▶ **Aim of the task**
List, from the lines below, each one with "snow" in it.

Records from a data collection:
+++
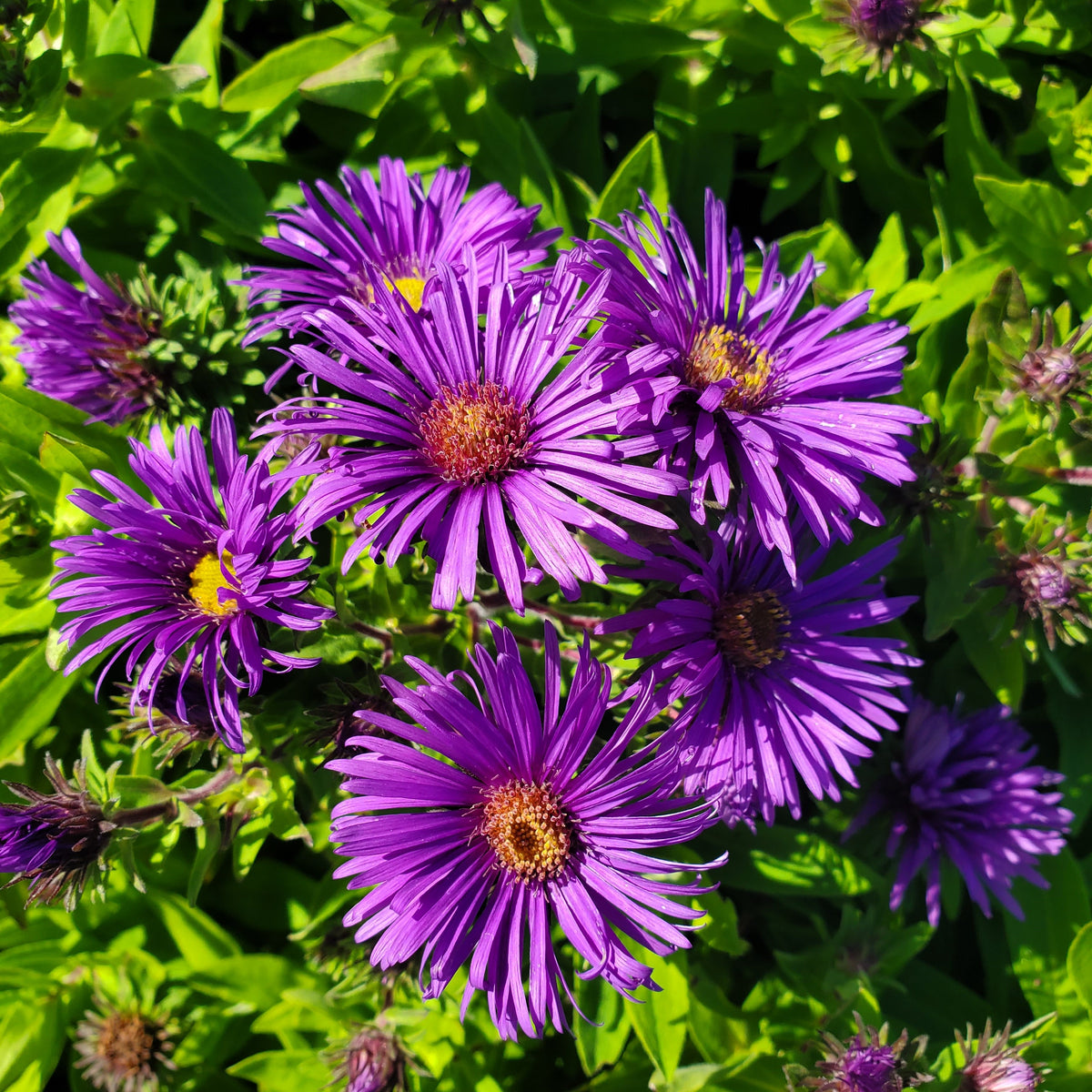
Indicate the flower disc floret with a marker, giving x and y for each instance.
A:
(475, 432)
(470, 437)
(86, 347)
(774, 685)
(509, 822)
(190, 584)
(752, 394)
+++
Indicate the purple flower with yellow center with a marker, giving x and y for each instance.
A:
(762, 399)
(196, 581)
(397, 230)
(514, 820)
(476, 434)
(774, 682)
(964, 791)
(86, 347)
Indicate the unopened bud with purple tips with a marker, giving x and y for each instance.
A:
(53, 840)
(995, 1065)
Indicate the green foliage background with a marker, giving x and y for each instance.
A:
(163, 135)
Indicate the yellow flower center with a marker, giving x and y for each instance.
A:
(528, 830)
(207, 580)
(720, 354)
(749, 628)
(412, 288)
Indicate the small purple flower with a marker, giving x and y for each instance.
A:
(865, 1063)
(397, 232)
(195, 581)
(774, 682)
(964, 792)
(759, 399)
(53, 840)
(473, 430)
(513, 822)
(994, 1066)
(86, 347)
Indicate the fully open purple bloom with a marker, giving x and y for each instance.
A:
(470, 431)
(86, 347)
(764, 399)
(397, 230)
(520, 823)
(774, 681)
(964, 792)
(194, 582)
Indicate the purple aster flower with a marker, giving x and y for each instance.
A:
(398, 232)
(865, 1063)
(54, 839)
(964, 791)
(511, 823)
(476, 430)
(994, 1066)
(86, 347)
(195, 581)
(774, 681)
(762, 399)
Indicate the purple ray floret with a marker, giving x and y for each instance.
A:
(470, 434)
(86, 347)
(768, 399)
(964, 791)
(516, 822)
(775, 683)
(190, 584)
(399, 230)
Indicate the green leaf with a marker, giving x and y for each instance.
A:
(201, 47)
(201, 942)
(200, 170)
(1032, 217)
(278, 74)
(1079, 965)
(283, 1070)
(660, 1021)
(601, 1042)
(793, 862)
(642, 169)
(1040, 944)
+++
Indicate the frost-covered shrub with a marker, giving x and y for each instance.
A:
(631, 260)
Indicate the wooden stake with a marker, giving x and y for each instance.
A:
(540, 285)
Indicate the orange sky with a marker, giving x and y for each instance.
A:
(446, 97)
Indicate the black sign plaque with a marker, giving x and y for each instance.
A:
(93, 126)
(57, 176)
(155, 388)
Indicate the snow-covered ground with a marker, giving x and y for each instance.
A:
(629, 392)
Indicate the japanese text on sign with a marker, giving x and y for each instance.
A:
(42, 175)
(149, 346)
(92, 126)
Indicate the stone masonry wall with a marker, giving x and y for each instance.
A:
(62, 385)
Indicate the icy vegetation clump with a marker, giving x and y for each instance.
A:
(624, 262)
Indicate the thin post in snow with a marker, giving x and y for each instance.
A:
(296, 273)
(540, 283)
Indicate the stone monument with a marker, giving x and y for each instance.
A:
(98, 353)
+++
▶ **Written answer**
Indicate the snow-covered ground with a marker, giving x and y for each instance.
Indicate the thin post in snow with a marker, giving x and y for each instance.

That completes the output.